**RECORDS SHOWN**.

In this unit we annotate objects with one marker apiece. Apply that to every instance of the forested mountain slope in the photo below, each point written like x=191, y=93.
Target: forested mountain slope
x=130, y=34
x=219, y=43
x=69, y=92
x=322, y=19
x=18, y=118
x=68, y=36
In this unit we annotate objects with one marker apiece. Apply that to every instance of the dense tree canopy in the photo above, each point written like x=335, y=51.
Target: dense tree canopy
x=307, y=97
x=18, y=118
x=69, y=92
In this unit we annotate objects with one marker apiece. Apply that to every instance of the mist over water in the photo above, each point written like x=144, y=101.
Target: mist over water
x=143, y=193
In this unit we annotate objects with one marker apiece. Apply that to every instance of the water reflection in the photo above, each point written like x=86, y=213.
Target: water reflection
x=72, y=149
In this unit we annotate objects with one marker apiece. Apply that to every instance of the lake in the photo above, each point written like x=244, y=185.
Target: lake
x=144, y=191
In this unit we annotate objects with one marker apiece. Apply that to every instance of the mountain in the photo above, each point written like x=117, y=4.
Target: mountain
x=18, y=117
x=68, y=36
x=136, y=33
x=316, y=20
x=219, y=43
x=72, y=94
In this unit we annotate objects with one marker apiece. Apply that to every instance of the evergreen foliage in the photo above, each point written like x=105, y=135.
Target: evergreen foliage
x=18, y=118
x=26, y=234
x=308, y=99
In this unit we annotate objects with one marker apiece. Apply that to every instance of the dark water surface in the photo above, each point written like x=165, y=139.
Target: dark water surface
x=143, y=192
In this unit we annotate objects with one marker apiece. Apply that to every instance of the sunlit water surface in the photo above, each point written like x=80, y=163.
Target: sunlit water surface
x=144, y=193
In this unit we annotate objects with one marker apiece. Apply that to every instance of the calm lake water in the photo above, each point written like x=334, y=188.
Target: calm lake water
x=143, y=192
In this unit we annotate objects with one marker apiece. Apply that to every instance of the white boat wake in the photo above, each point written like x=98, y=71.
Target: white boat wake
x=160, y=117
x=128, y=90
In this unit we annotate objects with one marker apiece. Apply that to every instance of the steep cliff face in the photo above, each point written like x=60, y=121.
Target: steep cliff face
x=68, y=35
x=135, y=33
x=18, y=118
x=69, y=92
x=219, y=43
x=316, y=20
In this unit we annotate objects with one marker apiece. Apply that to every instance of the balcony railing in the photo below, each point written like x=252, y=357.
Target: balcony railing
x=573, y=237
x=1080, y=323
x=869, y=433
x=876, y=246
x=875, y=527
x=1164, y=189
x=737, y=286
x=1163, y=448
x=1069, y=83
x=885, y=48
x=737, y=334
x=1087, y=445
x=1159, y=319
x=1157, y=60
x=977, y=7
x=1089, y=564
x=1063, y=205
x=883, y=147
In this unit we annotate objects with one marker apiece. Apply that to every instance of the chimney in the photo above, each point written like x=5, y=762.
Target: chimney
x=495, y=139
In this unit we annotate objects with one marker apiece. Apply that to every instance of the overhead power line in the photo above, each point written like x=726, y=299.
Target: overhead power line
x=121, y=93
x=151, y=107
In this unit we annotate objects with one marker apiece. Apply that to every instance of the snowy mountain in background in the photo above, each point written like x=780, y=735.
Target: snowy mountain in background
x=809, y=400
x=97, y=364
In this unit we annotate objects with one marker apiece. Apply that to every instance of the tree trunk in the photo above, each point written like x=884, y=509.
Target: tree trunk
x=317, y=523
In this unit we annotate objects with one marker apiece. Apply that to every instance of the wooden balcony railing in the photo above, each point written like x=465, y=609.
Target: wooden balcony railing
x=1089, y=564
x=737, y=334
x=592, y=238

**YOUR GOAL**. Copy out the full material exactly as it appears.

**WRITTEN SOLUTION**.
In this unit we annotate objects with one marker apiece. Apply that to every instance of the forested mountain slope in the photo below, each point written like x=191, y=93.
Target: forested mountain slope
x=130, y=34
x=219, y=43
x=69, y=92
x=322, y=19
x=18, y=118
x=68, y=36
In this unit we annotate objects with one marker apiece. Apply that to every instance of the dense tree canopy in the photo above, each point written like x=335, y=51.
Target: dense tree canopy
x=307, y=97
x=18, y=118
x=69, y=92
In this unit we annotate objects with one marker apiece. Apply that to every instance of the mist over water in the photo above, each point written like x=144, y=101.
Target: mist over water
x=143, y=193
In this unit we annotate objects with one marker apiece. Apply that to every instance of the water reflection in the photo above, each point written like x=86, y=213.
Target: water reflection
x=72, y=149
In this unit we annotate objects with one marker apiece. Apply that to every instance of the lake in the photo above, each point written like x=244, y=185.
Target: lake
x=144, y=191
In this unit we annotate objects with one marker apiece. Apply that to every instance of the mountain in the photo above, each point written like x=117, y=4.
Target: mountain
x=18, y=117
x=68, y=36
x=136, y=33
x=316, y=20
x=219, y=43
x=72, y=94
In this unit we annotate objects with one marker apiece. Apply that to every instance of the evergreen foliage in the photo above, each point written like x=105, y=135.
Target: evergreen foliage
x=18, y=118
x=26, y=234
x=308, y=99
In this unit we annotate objects with one marker apiece. Apply that to every instance of the dark water surface in the photo above, each point written like x=165, y=139.
Target: dark water surface
x=143, y=192
In this unit we annotate objects with one marker apiece. Apply that to every instance of the sunlit water surface in the photo above, each point written like x=80, y=163.
Target: sunlit water surface
x=144, y=193
In this unit we annotate objects with one marker apiece. Apply that to every instance of the calm lake water in the photo above, each point written like x=334, y=188.
Target: calm lake water
x=143, y=192
In this unit we annotate objects with one marker apiece. Apply that to every instance of the white boat wake in the photo above, each point written like x=98, y=71.
Target: white boat wake
x=160, y=117
x=128, y=90
In this unit we annotate objects with one marker apiece. Apply that to every instance of the steep cliff face in the photo above, each point written like x=60, y=121.
Target: steep cliff face
x=68, y=35
x=135, y=33
x=18, y=118
x=69, y=92
x=219, y=43
x=316, y=20
In this unit we annotate objects with one marker apiece. Apply that to every instance of the balcony railing in the photo below, each point written like x=252, y=357.
Target: balcony railing
x=573, y=237
x=1080, y=323
x=869, y=433
x=876, y=246
x=875, y=527
x=1164, y=189
x=737, y=286
x=1163, y=448
x=1069, y=83
x=885, y=48
x=737, y=334
x=1087, y=445
x=1159, y=319
x=1157, y=60
x=977, y=7
x=1089, y=564
x=1063, y=205
x=883, y=147
In this unit we annotate objects with one marker apiece. Apply that to every instance of the chimney in the photo above, each point written like x=5, y=762.
Target: chimney
x=495, y=139
In this unit we annotate objects with one marker apiece. Apply that to every instance of the overhead power line in the photo above, each point written like x=726, y=299.
Target: overhead power line
x=121, y=93
x=151, y=107
In this unit we annotate objects with one marker apiece. Apply that to every instance of the snowy mountain in background in the photo above, each point written like x=780, y=735.
Target: snowy mountain in background
x=809, y=400
x=97, y=364
In this unit we annotate objects with one marker apiece. Apply that to every instance of the tree trunk in the photo above, each point written like x=884, y=509.
Target: tree trunk
x=317, y=523
In this unit we annotate objects with one marker apiece. Apply that to every instance of the wooden balcony railing in the photo above, each point written like x=465, y=609.
Target: wooden balcony railing
x=1089, y=564
x=737, y=334
x=592, y=238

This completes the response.